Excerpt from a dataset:

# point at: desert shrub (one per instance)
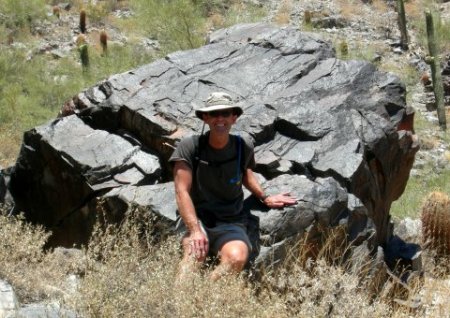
(177, 24)
(19, 13)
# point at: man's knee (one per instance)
(234, 253)
(188, 255)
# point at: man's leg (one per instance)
(233, 257)
(190, 263)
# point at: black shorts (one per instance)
(220, 234)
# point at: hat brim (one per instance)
(199, 112)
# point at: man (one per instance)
(209, 171)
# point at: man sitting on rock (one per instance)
(209, 171)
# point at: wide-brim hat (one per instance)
(218, 101)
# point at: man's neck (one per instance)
(218, 141)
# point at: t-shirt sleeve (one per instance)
(249, 154)
(185, 151)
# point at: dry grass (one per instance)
(348, 9)
(126, 271)
(283, 15)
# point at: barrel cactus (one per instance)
(436, 223)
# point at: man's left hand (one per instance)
(280, 200)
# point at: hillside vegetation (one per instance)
(125, 272)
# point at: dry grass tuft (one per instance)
(126, 270)
(348, 9)
(436, 222)
(283, 15)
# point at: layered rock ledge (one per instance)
(337, 134)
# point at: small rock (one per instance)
(409, 230)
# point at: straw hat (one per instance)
(218, 101)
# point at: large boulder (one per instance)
(337, 134)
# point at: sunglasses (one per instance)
(221, 113)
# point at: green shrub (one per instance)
(177, 24)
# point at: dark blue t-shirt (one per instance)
(217, 184)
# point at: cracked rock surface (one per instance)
(337, 134)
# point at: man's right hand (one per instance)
(198, 245)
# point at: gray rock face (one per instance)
(337, 134)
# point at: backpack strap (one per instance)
(200, 143)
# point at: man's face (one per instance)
(220, 121)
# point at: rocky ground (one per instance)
(358, 25)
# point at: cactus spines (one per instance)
(436, 77)
(81, 39)
(104, 41)
(343, 48)
(307, 15)
(57, 11)
(436, 223)
(402, 24)
(83, 21)
(84, 56)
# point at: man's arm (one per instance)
(272, 201)
(183, 184)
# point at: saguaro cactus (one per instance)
(104, 41)
(307, 15)
(84, 52)
(436, 77)
(84, 56)
(57, 11)
(402, 24)
(436, 223)
(83, 21)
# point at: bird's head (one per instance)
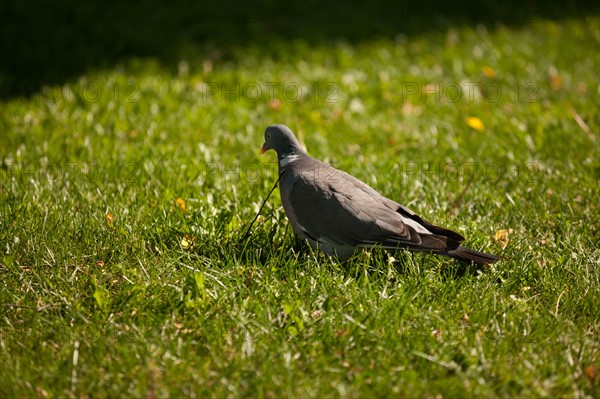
(281, 139)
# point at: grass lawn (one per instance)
(125, 192)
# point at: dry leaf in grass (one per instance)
(489, 71)
(180, 203)
(555, 81)
(275, 104)
(475, 123)
(591, 372)
(502, 237)
(187, 242)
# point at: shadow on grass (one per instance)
(49, 42)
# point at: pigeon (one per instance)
(341, 215)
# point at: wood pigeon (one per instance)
(339, 214)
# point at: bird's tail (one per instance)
(469, 255)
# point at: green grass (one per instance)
(109, 288)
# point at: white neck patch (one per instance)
(287, 159)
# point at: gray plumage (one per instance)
(339, 214)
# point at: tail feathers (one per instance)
(468, 255)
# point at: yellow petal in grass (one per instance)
(109, 218)
(475, 123)
(180, 203)
(502, 237)
(187, 242)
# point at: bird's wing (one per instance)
(338, 209)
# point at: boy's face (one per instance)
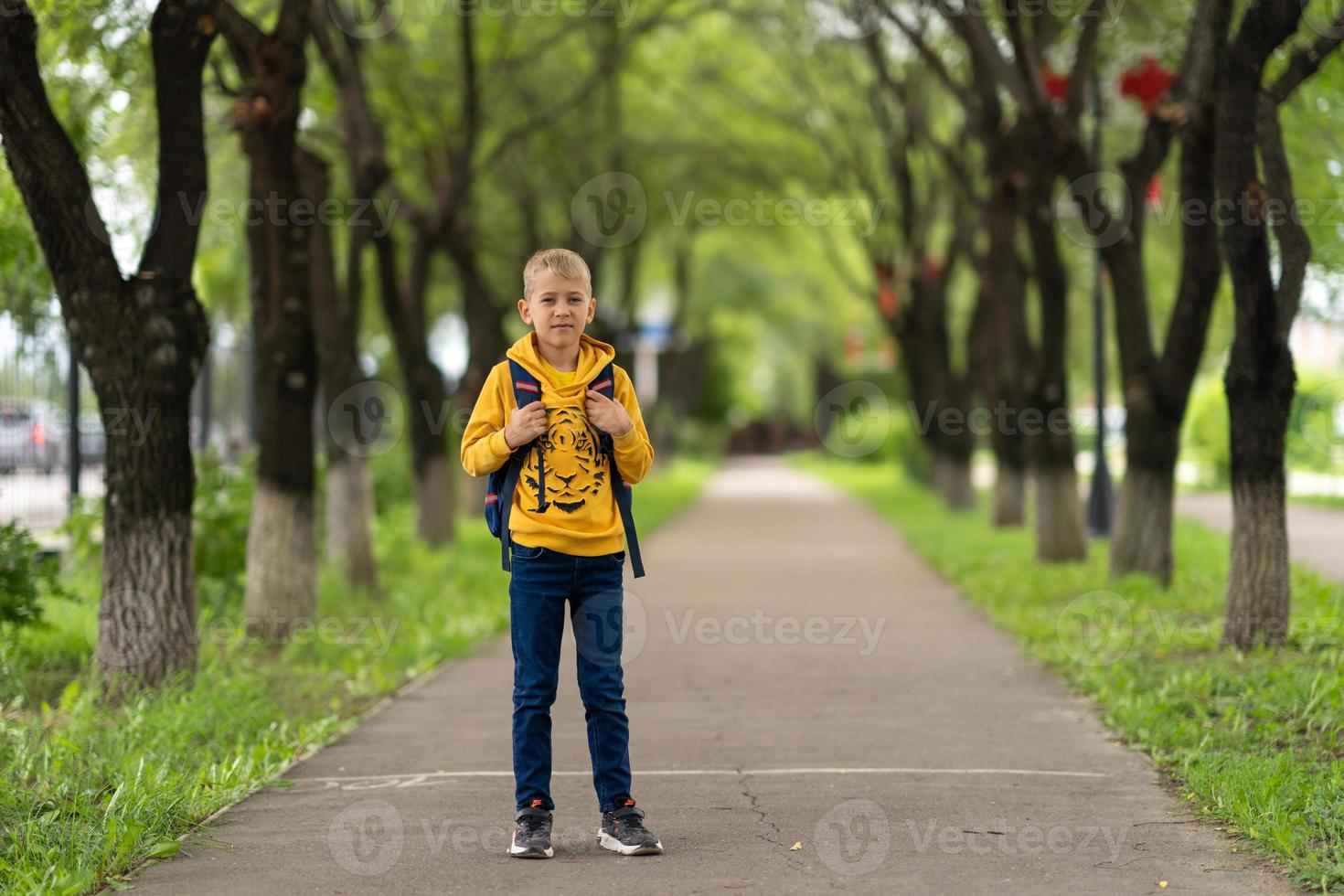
(558, 309)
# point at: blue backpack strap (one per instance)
(526, 389)
(605, 383)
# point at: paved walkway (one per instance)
(1315, 534)
(795, 676)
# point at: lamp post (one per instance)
(1100, 498)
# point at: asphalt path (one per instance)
(811, 709)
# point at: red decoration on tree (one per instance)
(1147, 82)
(1055, 83)
(1155, 191)
(886, 289)
(933, 269)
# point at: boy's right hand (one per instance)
(525, 423)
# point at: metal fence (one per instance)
(51, 443)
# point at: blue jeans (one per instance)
(543, 581)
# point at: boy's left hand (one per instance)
(608, 415)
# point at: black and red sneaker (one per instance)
(532, 835)
(624, 832)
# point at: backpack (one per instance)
(499, 489)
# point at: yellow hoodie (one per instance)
(581, 515)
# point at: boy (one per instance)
(566, 544)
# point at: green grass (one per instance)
(1332, 501)
(1255, 741)
(88, 795)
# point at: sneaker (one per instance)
(532, 836)
(624, 832)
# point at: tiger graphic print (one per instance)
(575, 468)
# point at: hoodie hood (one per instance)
(593, 357)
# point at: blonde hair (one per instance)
(562, 261)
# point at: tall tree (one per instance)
(1260, 378)
(142, 338)
(283, 534)
(336, 316)
(1012, 151)
(1156, 383)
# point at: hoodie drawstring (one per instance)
(540, 477)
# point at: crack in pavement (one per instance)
(755, 807)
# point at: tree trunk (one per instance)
(349, 497)
(952, 475)
(998, 348)
(1061, 535)
(1060, 515)
(142, 340)
(281, 539)
(1143, 538)
(1260, 378)
(1260, 397)
(1009, 493)
(429, 412)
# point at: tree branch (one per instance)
(48, 169)
(1307, 60)
(180, 35)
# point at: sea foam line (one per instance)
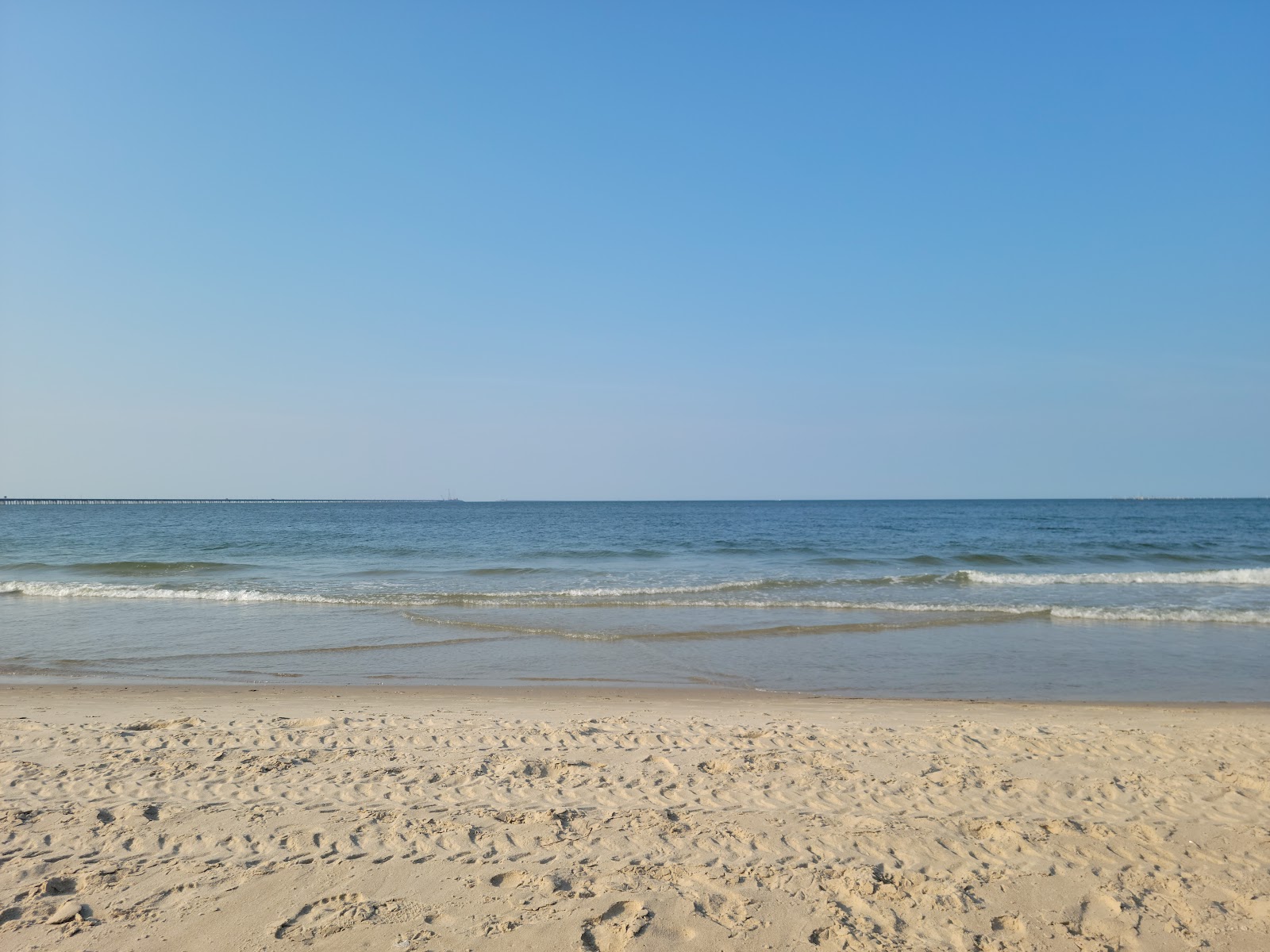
(552, 600)
(1212, 577)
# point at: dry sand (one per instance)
(433, 819)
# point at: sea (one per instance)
(1030, 600)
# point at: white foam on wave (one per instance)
(1213, 577)
(558, 600)
(97, 589)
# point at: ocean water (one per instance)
(1077, 600)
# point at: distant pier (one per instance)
(6, 501)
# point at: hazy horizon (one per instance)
(634, 251)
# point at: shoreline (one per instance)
(567, 693)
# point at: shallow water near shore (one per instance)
(1054, 600)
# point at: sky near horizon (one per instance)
(656, 251)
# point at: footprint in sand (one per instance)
(613, 931)
(325, 917)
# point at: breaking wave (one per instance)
(1213, 577)
(634, 598)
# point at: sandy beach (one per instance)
(591, 819)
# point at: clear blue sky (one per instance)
(635, 251)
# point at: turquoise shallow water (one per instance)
(1115, 600)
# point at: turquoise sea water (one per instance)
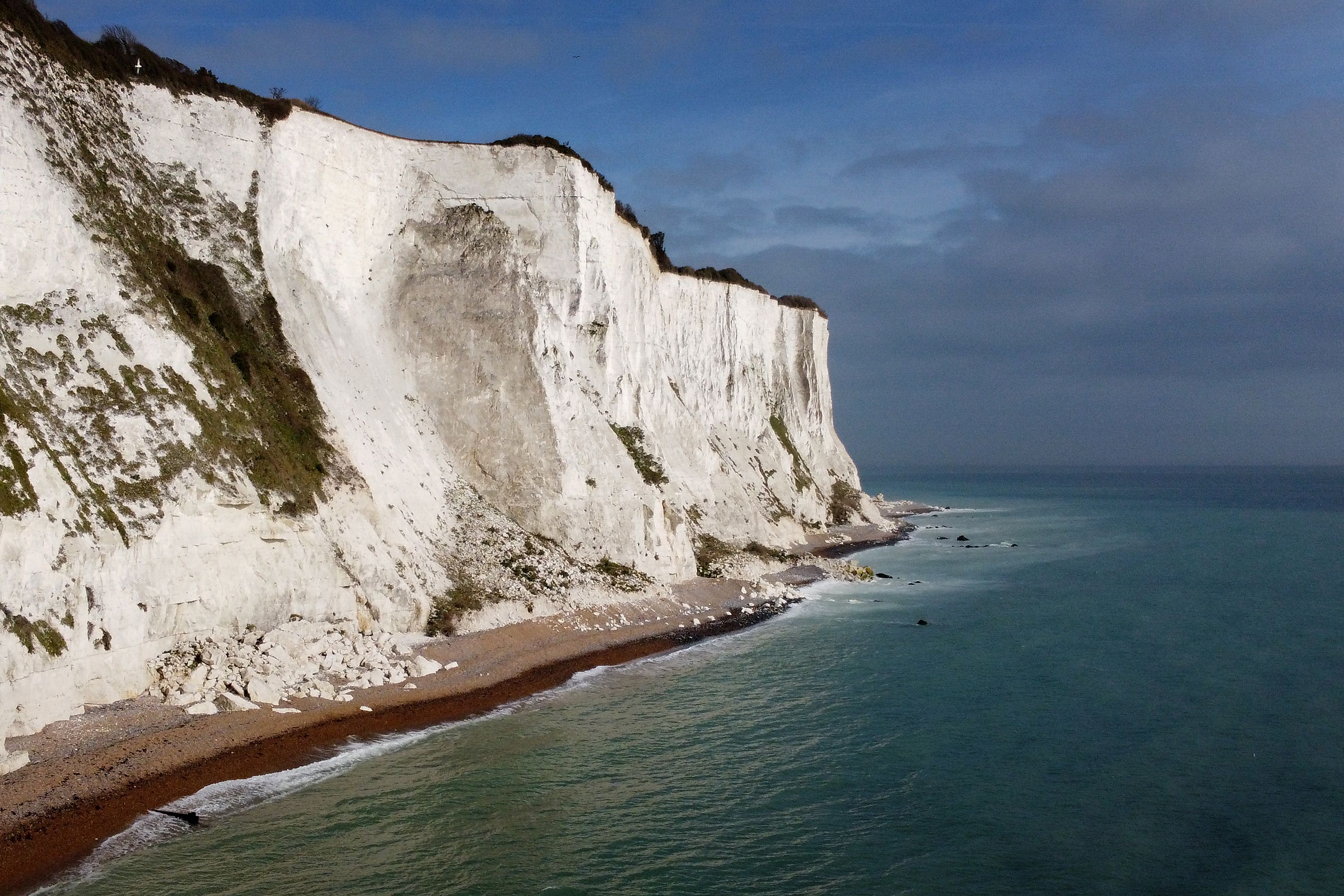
(1145, 696)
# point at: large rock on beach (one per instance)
(233, 703)
(423, 667)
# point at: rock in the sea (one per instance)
(423, 667)
(227, 701)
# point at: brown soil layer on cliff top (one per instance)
(92, 776)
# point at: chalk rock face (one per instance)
(258, 369)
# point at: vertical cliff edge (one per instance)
(260, 363)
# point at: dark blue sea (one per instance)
(1144, 696)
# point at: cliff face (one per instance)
(257, 367)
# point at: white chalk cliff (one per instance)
(262, 365)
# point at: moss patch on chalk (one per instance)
(33, 635)
(648, 468)
(801, 478)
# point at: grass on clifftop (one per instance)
(113, 57)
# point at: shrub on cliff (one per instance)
(632, 437)
(448, 609)
(710, 553)
(846, 501)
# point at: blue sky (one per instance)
(1058, 231)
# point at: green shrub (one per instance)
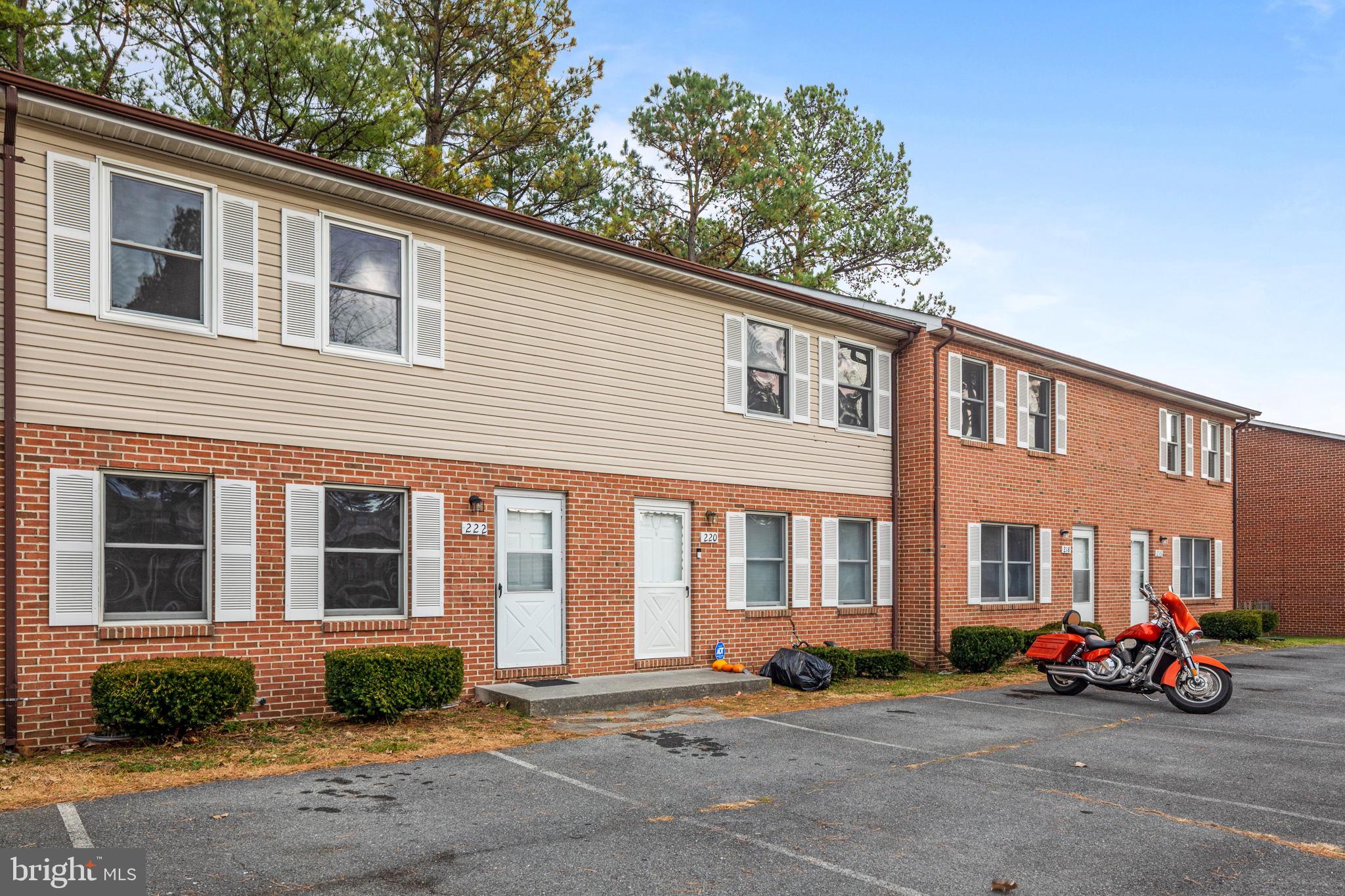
(881, 664)
(1232, 625)
(384, 683)
(984, 648)
(170, 696)
(841, 660)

Do this:
Quote every line of the records above exactly; no picture is to be copied.

Solution to this problem:
# point at: desert shrub (one per instance)
(177, 24)
(19, 13)
# point at: man's knee (one per instance)
(234, 253)
(188, 255)
# point at: man's leg (one per instance)
(233, 257)
(190, 263)
# point at: black shorts (one per instance)
(220, 234)
# point at: hat brim (one per instance)
(199, 112)
# point at: man (one per instance)
(209, 171)
# point at: man sitting on rock (one per instance)
(209, 171)
# point at: wide-brim hat (one per instance)
(218, 101)
# point at: man's neck (one per instance)
(218, 141)
# point at: t-shirt sleeve (one per instance)
(249, 154)
(185, 151)
# point at: dry grass (one per instance)
(348, 9)
(126, 271)
(283, 15)
# point at: barrel cactus (one per instance)
(436, 223)
# point at: man's left hand (one per instance)
(280, 200)
# point at: hillside vegetation (one per instance)
(125, 272)
# point at: dry grass tuft (one per instance)
(126, 270)
(348, 9)
(436, 222)
(283, 15)
# point at: layered rock ledge (one per instance)
(337, 134)
# point at: small rock (one per instance)
(409, 230)
# point at: straw hat (one per instance)
(218, 101)
# point at: large boulder (one per instance)
(337, 134)
# point at: sunglasses (one per instance)
(221, 113)
# point at: green shrub (one per instance)
(177, 24)
# point at: dark blue t-shirt (one per instance)
(217, 184)
# point at: cracked rock surface (one per instance)
(337, 134)
# point at: man's right hand (one per instance)
(198, 245)
# point at: gray rock face (one per instance)
(337, 134)
# point at: backpack strap (one per instance)
(200, 143)
# point at: man's face (one per instance)
(220, 121)
# point at: rocky ground (one per instance)
(358, 25)
# point at: cactus spines (one per instance)
(436, 77)
(81, 39)
(104, 41)
(343, 48)
(307, 15)
(57, 11)
(436, 223)
(402, 24)
(83, 21)
(84, 56)
# point at: man's arm (one per instance)
(272, 201)
(183, 184)
# point at: saguaro cactus (one per instance)
(104, 41)
(307, 15)
(84, 52)
(436, 77)
(84, 56)
(57, 11)
(402, 24)
(436, 223)
(83, 21)
# point at: bird's head (one per instance)
(281, 139)
# point at: grass lawn (one per instance)
(125, 192)
# point at: dry leaf in grass (one per instance)
(489, 71)
(180, 203)
(555, 81)
(275, 104)
(475, 123)
(591, 372)
(502, 237)
(187, 242)
# point at: shadow on grass (one per instance)
(49, 42)
# point at: pigeon (one per instance)
(341, 215)
# point at: wood pigeon (one per instance)
(339, 214)
# point at: bird's tail (one per instance)
(469, 255)
# point at: green grass (one per instance)
(109, 288)
# point at: white neck patch (one per instance)
(287, 159)
# point at: gray plumage (one per instance)
(339, 214)
# point at: tail feathers (one per instance)
(468, 255)
# point at: yellow petal in grass (one per instance)
(109, 218)
(475, 123)
(180, 203)
(502, 237)
(187, 242)
# point at: bird's wing (one per instance)
(338, 209)
# point at: boy's face (one per instance)
(558, 309)
# point at: blue backpack strap (one per instance)
(526, 389)
(605, 383)
# point at: paved walkway (one per instance)
(1315, 534)
(795, 676)
# point at: lamp post (one per instance)
(1100, 498)
# point at: asphalt path (one per instance)
(811, 709)
# point at: red decoration on tree (one per instance)
(1147, 82)
(1055, 83)
(1155, 191)
(886, 289)
(933, 269)
# point at: boy's right hand (one per instance)
(525, 423)
# point at: metal fence (one per instance)
(51, 443)
# point at: blue jeans (one per instance)
(543, 581)
# point at: boy's left hand (one per instance)
(608, 415)
# point at: black and red sneaker (one per instance)
(532, 835)
(624, 832)
# point at: backpack (one per instance)
(499, 489)
# point at: yellow hoodie (one per instance)
(581, 515)
# point at: boy (one per instance)
(566, 544)
# point at: green grass (one per instance)
(1332, 501)
(1255, 741)
(88, 795)
# point at: sneaker (one per instance)
(532, 836)
(624, 832)
# point at: tiger graphic print (one per instance)
(575, 468)
# point at: hoodie hood (one per instance)
(593, 357)
# point at: blonde hair (one per instance)
(562, 261)
# point at: tall tree (one per instance)
(1260, 378)
(142, 338)
(283, 534)
(336, 316)
(1012, 151)
(1156, 383)
# point at: hoodie drawstring (one per instance)
(540, 477)
# point at: crack in pavement (one per instance)
(755, 807)
# point at: tree trunk (one per instance)
(349, 497)
(952, 475)
(998, 348)
(1061, 535)
(1060, 515)
(142, 340)
(281, 539)
(1143, 538)
(1260, 378)
(1260, 397)
(1009, 493)
(429, 412)
# point at: tree branch (one per instance)
(48, 169)
(1307, 60)
(180, 35)
# point at: sea foam line (one per instance)
(552, 600)
(1212, 577)
# point at: dry sand (one per instance)
(433, 819)
# point at: sea (one per instance)
(1030, 600)
# point at: white foam on wave (one per instance)
(1213, 577)
(558, 600)
(97, 589)
# point at: ocean water (one per instance)
(1077, 600)
# point at: distant pier (one per instance)
(6, 501)
# point at: hazy horizon (one per instance)
(634, 251)
# point at: shoreline (one per instance)
(567, 693)
# point at: shallow water near shore (one per instance)
(1054, 600)
# point at: sky near horizon (one per instance)
(656, 251)
# point at: footprint in sand (one per instance)
(613, 931)
(325, 917)
# point at: breaking wave (one per instance)
(1213, 577)
(634, 598)
# point at: sandy beach (one per instance)
(591, 819)
# point at: clear blue sky (one per instance)
(635, 251)
# point at: turquoise shallow water (one per instance)
(1115, 600)
# point at: turquoise sea water (one per instance)
(1145, 696)
# point at: large rock on beach (one per instance)
(233, 703)
(423, 667)
# point at: rock in the sea (one per instance)
(423, 667)
(227, 701)
# point at: brown soil layer on cliff top (one per instance)
(92, 776)
# point at: chalk rock face (one per instance)
(258, 369)
# point at: vertical cliff edge (one per instance)
(260, 363)
# point at: dark blue sea (one per instance)
(1144, 696)
# point at: cliff face (one per instance)
(257, 367)
# point at: white chalk cliff (one per instance)
(262, 365)
# point at: moss patch on chalk (one per instance)
(33, 635)
(648, 468)
(801, 478)
# point at: grass on clifftop (one per instance)
(113, 57)
# point at: shrub on cliff (one per instance)
(632, 437)
(448, 609)
(710, 553)
(846, 501)
# point at: blue sky (one per instance)
(1058, 231)
# point at: green shrub (one per instance)
(881, 664)
(1232, 625)
(384, 683)
(984, 648)
(170, 696)
(841, 660)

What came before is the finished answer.